Search the listing below for the string "mosquito", then copy every line it appears in.

MATERIAL PROVIDED Start Marker

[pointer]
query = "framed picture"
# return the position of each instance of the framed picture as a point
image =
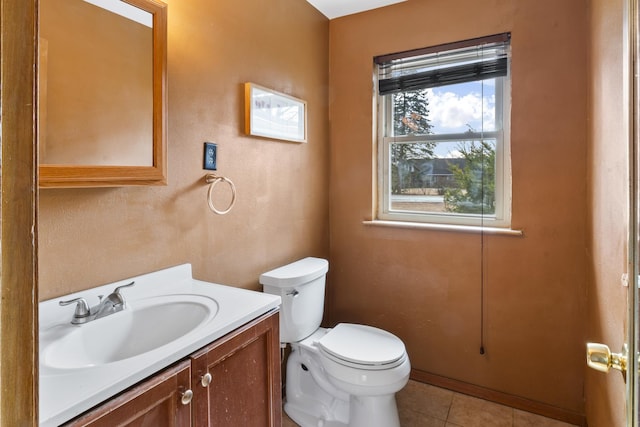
(272, 114)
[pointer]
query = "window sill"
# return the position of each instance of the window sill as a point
(445, 227)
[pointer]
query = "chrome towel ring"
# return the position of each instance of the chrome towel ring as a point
(212, 180)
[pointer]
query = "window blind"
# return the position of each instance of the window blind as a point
(476, 59)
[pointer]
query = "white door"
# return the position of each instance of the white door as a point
(599, 356)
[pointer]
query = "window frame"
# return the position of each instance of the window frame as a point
(503, 190)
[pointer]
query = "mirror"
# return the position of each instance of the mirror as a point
(102, 93)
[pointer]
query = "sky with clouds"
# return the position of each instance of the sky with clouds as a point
(455, 108)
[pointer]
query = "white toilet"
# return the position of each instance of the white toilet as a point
(344, 376)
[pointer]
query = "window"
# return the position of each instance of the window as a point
(443, 145)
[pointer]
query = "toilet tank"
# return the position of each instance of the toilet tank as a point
(301, 287)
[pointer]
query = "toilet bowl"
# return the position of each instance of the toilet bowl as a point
(343, 376)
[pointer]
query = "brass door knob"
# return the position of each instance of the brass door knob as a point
(600, 358)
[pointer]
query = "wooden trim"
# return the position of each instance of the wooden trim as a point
(70, 176)
(19, 196)
(502, 398)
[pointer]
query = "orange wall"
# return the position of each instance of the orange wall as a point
(89, 237)
(607, 228)
(425, 285)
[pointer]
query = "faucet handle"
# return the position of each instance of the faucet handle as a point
(82, 308)
(117, 290)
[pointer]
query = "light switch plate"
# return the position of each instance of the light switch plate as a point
(210, 156)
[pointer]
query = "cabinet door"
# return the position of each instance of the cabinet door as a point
(245, 383)
(156, 402)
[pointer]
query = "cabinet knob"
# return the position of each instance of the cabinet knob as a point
(205, 380)
(186, 397)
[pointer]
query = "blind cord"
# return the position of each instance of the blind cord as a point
(482, 196)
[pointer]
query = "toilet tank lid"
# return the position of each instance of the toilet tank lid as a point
(295, 274)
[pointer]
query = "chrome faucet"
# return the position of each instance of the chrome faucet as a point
(113, 303)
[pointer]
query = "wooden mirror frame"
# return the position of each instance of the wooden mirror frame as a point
(64, 176)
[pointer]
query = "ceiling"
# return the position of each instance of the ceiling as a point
(337, 8)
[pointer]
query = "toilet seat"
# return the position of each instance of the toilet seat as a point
(362, 347)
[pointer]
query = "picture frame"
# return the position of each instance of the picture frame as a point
(274, 115)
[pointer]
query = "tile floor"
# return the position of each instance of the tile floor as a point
(423, 405)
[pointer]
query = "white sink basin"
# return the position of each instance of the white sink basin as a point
(169, 315)
(143, 326)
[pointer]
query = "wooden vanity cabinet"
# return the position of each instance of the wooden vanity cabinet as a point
(245, 383)
(242, 388)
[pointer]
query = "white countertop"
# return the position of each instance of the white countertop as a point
(66, 393)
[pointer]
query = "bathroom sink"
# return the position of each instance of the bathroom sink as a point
(143, 326)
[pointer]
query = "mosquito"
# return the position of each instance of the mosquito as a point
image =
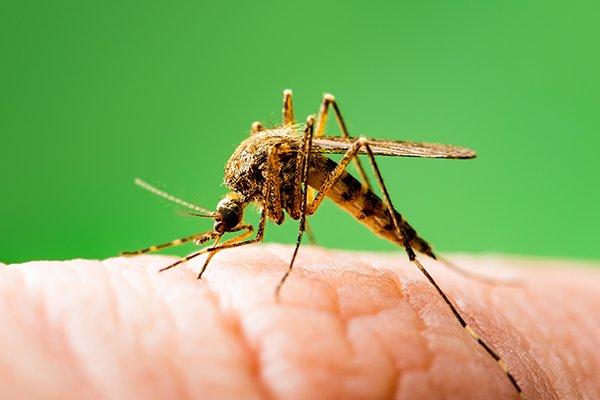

MATERIAL PROVIDED End Marker

» **TASK RESPONSE**:
query = "mosquito"
# return the position of each instance of the mosquito as a point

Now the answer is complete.